→ **PROBLEM**:
Exact reproduction required: the lines below from the line with "Identify the palm" to the line with "Identify the coconut", both ends included, and no others.
STUDY MATERIAL Block Start
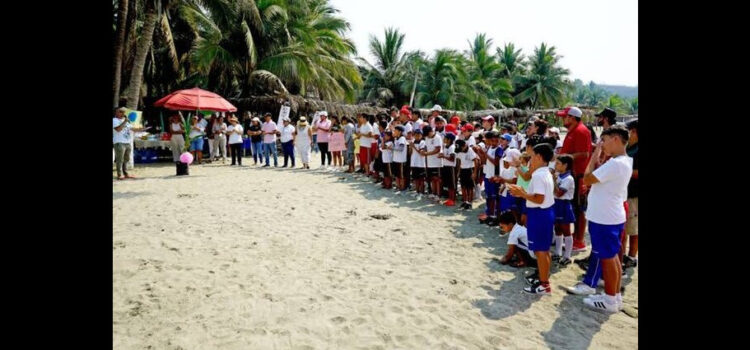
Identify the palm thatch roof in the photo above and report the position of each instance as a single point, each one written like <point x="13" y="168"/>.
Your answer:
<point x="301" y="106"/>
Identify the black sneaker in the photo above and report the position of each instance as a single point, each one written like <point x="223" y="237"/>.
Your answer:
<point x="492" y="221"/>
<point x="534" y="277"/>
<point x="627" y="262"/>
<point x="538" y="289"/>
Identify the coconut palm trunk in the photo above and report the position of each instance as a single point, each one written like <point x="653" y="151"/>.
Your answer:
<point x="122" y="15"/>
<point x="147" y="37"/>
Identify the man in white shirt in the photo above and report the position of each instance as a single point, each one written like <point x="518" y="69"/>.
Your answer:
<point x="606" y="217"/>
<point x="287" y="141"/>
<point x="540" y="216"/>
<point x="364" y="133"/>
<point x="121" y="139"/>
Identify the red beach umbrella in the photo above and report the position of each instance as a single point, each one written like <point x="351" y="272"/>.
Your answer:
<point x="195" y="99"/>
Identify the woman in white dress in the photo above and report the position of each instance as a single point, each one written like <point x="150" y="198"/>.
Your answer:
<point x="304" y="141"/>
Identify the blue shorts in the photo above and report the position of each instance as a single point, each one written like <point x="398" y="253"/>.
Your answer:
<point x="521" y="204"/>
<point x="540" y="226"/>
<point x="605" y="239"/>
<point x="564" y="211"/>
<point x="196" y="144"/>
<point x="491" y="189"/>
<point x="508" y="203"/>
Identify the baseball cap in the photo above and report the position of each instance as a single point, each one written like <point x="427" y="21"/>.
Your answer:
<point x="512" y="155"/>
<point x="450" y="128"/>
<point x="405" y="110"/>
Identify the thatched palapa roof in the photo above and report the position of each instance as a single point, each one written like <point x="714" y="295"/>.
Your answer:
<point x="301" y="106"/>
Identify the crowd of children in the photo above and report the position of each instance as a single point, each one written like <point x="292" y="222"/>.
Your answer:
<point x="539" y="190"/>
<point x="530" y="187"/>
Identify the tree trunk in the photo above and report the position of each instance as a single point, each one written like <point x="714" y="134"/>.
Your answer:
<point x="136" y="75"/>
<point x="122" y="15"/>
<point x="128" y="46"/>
STUDY MATERIAL Block End
STUDY MATERIAL Block Start
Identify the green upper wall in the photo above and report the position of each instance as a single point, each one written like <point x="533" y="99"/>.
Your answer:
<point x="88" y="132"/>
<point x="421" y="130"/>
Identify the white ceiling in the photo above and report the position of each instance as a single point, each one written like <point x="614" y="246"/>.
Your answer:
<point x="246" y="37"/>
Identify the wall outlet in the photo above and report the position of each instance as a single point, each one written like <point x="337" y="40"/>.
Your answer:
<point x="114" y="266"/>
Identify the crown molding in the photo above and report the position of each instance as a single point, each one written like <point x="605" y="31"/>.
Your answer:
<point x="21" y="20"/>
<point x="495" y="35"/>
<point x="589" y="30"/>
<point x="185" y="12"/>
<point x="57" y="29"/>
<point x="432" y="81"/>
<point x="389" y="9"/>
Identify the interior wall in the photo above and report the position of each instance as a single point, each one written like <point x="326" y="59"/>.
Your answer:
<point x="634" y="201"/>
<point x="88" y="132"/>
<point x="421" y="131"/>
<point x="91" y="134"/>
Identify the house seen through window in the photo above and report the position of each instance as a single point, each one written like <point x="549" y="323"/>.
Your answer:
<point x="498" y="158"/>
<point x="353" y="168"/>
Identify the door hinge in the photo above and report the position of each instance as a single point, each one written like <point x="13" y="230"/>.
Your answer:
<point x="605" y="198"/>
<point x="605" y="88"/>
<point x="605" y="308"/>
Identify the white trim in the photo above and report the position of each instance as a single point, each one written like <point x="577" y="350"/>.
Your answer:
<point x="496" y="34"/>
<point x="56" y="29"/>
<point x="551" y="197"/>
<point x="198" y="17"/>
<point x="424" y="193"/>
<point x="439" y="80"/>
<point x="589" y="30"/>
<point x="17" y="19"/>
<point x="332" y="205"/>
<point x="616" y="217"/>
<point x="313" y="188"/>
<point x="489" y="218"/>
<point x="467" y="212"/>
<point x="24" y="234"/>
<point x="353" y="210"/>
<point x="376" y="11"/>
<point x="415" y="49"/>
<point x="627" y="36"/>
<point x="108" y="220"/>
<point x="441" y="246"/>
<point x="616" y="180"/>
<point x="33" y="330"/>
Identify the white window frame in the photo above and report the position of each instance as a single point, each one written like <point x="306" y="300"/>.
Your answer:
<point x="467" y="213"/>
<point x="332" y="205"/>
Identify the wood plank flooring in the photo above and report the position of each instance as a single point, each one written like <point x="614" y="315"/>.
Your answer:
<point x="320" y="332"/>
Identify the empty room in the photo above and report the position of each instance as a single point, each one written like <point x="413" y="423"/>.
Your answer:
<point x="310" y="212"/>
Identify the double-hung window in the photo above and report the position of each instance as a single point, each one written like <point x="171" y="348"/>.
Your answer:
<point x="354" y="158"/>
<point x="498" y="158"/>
STUDY MATERIAL Block End
STUDY MATERIAL Block Start
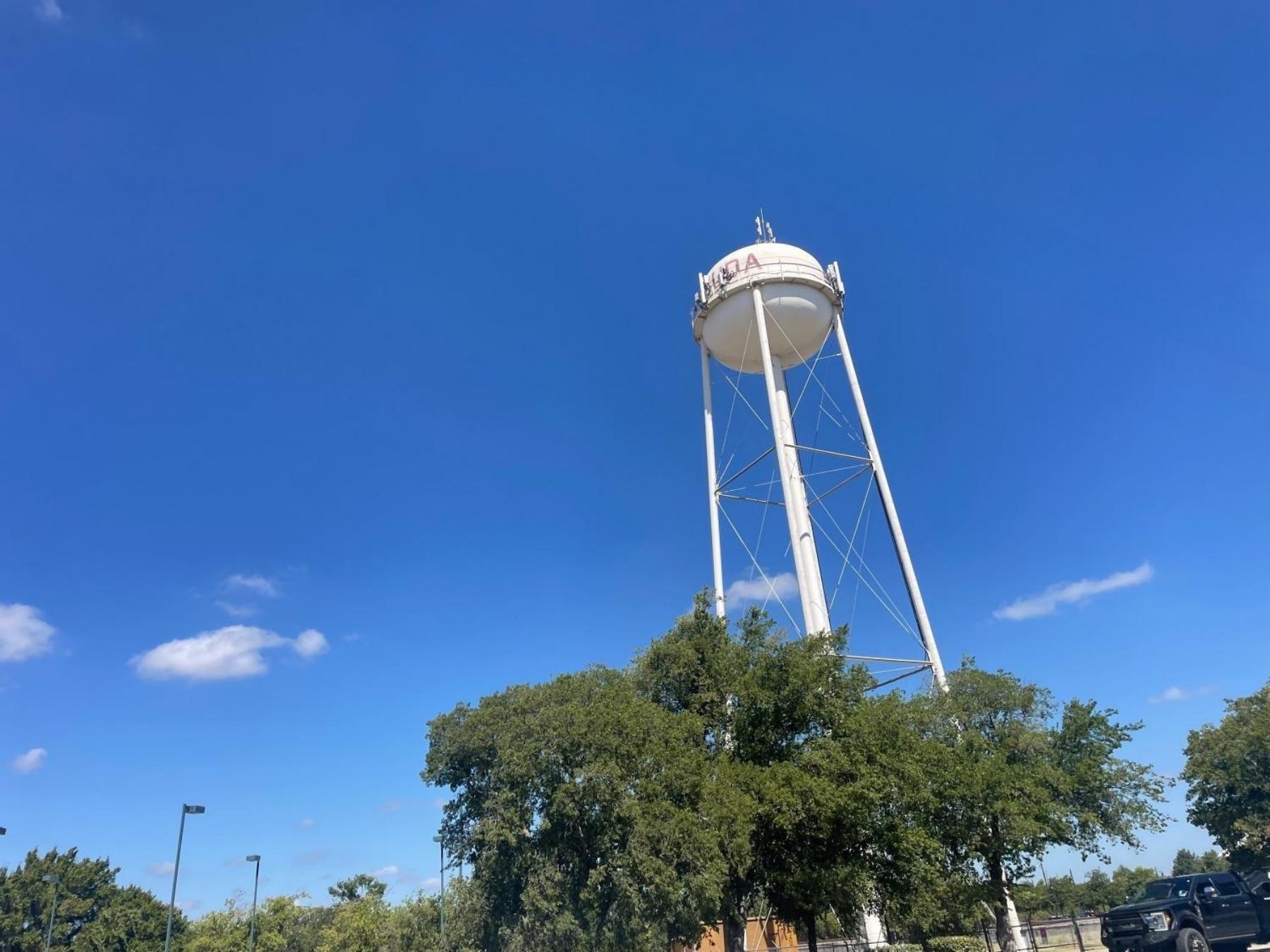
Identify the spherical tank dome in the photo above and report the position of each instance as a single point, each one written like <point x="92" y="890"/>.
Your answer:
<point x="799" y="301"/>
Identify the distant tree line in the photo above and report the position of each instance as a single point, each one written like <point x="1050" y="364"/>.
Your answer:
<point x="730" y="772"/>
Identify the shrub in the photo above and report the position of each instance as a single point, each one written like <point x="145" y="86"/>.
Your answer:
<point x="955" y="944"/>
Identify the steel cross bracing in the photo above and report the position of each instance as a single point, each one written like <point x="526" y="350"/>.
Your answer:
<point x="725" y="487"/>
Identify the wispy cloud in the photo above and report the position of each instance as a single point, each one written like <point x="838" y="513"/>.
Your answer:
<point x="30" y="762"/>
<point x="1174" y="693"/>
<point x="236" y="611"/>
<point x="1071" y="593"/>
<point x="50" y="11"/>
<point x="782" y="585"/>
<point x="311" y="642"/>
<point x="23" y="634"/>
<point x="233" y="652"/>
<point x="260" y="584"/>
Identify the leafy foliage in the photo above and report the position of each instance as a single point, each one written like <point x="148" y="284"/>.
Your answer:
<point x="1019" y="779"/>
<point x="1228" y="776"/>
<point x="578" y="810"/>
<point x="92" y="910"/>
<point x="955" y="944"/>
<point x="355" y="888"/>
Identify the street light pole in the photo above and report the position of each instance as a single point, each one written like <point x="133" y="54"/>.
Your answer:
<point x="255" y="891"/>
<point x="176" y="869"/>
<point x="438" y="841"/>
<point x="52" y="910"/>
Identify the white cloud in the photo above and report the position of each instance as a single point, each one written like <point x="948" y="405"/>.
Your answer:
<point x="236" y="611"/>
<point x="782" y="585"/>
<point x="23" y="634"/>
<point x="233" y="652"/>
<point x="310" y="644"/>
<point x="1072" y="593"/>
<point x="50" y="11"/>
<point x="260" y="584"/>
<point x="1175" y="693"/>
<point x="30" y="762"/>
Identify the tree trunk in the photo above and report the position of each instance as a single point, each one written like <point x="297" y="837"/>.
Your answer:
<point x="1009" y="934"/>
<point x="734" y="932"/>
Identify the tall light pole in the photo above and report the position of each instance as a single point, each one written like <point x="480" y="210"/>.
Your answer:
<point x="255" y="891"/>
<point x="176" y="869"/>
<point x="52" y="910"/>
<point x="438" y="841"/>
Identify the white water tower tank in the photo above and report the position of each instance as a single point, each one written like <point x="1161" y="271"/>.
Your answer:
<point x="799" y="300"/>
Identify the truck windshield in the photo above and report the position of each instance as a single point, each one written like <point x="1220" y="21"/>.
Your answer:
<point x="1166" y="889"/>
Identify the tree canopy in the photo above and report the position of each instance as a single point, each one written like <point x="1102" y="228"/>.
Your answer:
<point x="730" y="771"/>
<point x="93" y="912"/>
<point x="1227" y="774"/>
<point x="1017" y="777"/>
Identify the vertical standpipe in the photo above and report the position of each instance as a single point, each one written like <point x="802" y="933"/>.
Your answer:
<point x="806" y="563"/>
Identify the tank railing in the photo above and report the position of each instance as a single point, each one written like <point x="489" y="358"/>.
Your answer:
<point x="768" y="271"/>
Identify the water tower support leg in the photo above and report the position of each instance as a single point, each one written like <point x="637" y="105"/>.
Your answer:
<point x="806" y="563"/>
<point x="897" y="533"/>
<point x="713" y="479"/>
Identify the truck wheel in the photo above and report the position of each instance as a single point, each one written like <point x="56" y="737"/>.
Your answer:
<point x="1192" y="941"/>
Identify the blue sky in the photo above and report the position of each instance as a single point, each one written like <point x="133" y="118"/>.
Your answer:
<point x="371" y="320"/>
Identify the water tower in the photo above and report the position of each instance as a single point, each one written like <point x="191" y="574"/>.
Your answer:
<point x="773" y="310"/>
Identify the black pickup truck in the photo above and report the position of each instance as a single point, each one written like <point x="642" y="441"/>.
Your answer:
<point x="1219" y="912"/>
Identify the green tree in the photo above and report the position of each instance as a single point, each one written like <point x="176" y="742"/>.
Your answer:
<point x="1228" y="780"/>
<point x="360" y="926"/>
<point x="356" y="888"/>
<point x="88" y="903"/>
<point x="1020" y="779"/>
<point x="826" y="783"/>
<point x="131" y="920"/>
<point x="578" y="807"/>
STUDY MATERIAL Block End
→ **EXERCISE ANSWER**:
Identify the palm thatch roof in the photo above and report the position of each instance as a single point, each one written like <point x="13" y="168"/>.
Your answer:
<point x="301" y="106"/>
Identify the black sneaker in the photo above and report the position of each instance as a single point, each one written like <point x="223" y="237"/>.
Your answer:
<point x="492" y="221"/>
<point x="534" y="277"/>
<point x="627" y="262"/>
<point x="538" y="289"/>
Identify the coconut palm trunk in the photo above and report the position of each instance as a single point, each one written like <point x="653" y="151"/>.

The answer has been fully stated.